▶ AIM: Return, word for word, only the lines from the one containing "Wildlife-tally tagging: find every instance of the player's left" through the last line of the entries.

▶ SUPPLIED INFORMATION:
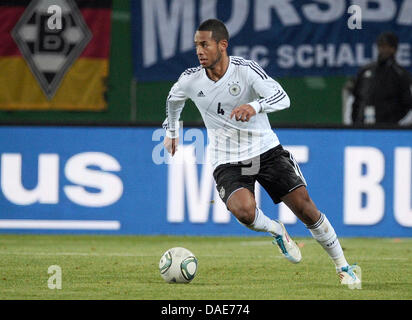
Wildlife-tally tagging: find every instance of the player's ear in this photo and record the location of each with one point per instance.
(223, 45)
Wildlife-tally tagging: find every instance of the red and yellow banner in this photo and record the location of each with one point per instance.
(54, 58)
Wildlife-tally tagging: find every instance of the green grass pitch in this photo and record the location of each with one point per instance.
(230, 268)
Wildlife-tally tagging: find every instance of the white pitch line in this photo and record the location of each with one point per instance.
(59, 224)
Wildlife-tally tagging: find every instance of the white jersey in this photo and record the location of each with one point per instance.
(244, 82)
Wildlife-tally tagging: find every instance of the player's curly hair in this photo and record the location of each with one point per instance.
(218, 28)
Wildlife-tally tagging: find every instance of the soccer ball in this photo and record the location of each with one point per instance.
(178, 265)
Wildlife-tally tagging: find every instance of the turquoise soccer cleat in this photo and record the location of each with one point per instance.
(287, 246)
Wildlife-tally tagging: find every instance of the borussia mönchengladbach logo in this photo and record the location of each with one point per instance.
(50, 53)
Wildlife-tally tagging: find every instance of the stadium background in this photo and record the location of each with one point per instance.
(118, 143)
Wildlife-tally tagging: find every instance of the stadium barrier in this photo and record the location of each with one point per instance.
(119, 180)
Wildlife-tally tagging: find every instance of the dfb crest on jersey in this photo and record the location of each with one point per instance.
(234, 89)
(51, 52)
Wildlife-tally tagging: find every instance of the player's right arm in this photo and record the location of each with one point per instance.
(174, 106)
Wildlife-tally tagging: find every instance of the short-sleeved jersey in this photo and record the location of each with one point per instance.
(244, 82)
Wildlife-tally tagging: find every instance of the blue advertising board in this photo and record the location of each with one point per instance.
(287, 38)
(119, 180)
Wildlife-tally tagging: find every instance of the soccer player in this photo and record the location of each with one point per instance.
(234, 96)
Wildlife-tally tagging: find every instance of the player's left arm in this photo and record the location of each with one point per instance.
(273, 98)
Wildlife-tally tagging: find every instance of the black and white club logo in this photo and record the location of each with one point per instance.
(50, 52)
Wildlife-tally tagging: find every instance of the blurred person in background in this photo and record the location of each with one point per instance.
(381, 92)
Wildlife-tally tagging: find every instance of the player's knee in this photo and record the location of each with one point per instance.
(244, 210)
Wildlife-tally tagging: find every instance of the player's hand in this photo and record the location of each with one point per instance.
(243, 113)
(171, 145)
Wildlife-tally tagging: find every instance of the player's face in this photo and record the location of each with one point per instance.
(209, 52)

▶ THE SOLUTION:
Wildlife-tally tagging: find every instance of the player's left arm in this photo and record the location of each with one point per instance.
(273, 98)
Wildlife-tally tagging: find every instance of the black and white club logo in this photo and record the location of each with one point per instance.
(50, 52)
Wildlife-tally tagging: find every instance of the blurred person in background in this photo and record the location of each with one point per instance.
(381, 92)
Wildlife-tally tagging: find every instance of the player's knee in this photo and record the location of each with one point per instance.
(244, 210)
Wildlife-tally tagging: find every instance of the player's hand in this photo and record the location of each with one point per instance.
(243, 113)
(171, 145)
Wildlife-tally tagging: find every instance of the player's face in this photo and record the location of each with one point per instance.
(209, 52)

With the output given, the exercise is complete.